### Extrait à lire

C’était évidemment un avantage. Il y avait Rafa Márquez, avec qui j’avais joué à Monaco, Thierry Henry, Yaya Touré et Samuel Eto’o. Mais c’est vrai aussi que cela aurait pu être un inconvénient, car j’aurais pu me contenter de parler tout le temps en français, et de ne pas apprendre l’espagnol ou le catalan. Mais j’ai su mixer les trois langues pour pouvoir parler avec tout le monde.
Donc tu parles catalan?
Una miqueta (un petit peu) (rires)
Qu’est-ce que tu penses de la possibilité que le Barça joue en Ligue 1 si la Catalogne devenait indépendante ?
Il ne faut pas penser comme ça, sinon on pourrait aussi imaginer que Monaco joue dans le championnat italien (rires). Après, je pense que si la population catalane se bat pour l’indépendance, c’est qu’elle doit avoir ses raisons, hein.
En parlant de Barcelone, l’un de tes plus grands moments, c’est lorsque Carles Puyol t’a fait soulever la Ligue des champions à Wembley, en 2011 ?

### Données extraites
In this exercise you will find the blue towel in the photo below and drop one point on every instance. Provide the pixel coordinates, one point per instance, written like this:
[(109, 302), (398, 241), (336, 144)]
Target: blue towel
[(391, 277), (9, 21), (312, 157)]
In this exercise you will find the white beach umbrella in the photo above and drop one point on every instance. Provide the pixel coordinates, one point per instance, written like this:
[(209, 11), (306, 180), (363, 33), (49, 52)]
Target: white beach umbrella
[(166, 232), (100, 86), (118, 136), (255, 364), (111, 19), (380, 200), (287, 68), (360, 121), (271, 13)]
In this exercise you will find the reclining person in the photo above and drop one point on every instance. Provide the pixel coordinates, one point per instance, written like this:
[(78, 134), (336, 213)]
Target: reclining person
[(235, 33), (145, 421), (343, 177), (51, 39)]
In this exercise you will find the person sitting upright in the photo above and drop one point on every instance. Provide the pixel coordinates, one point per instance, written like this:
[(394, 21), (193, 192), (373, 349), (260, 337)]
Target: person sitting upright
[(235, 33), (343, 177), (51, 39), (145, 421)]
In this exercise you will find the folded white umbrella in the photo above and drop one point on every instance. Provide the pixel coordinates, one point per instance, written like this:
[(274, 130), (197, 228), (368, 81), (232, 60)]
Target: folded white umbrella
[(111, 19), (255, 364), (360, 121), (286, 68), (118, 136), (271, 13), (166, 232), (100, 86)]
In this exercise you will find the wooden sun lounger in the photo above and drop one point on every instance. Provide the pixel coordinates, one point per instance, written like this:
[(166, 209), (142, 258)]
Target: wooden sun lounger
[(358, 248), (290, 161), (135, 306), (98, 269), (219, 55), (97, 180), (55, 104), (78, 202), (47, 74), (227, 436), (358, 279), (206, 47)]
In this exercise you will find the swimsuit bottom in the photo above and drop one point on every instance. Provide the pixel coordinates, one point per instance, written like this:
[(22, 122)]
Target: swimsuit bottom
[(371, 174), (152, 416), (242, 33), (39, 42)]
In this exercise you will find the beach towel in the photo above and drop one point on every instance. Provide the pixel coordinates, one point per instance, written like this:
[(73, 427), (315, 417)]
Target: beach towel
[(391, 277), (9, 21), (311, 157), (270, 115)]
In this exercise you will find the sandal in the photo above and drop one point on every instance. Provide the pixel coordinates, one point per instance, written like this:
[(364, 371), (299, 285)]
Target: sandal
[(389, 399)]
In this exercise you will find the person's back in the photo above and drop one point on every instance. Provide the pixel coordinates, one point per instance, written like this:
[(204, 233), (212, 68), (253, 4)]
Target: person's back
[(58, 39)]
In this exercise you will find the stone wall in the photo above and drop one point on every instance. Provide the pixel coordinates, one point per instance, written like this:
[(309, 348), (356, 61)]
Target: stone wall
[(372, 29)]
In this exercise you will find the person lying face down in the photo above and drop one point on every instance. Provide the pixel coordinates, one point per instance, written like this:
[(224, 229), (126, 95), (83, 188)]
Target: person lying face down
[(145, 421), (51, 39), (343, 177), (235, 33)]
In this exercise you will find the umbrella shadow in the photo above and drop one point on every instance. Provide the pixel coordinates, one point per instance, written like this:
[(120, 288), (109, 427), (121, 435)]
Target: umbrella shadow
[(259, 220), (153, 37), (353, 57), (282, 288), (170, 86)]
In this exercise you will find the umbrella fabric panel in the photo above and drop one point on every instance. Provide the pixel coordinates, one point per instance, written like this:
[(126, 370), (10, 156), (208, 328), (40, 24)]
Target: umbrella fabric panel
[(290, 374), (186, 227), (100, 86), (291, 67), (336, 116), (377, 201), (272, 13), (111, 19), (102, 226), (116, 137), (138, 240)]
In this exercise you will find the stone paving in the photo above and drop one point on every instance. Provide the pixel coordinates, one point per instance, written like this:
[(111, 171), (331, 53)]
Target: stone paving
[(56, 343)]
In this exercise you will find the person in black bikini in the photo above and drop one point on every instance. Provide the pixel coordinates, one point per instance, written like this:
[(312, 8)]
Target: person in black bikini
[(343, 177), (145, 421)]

### Consigne
D'après l'extrait à lire, avec quel joueur la personne interrogée avait-elle joué à Monaco ?

### Exercice corrigé
Avec Rafa Márquez.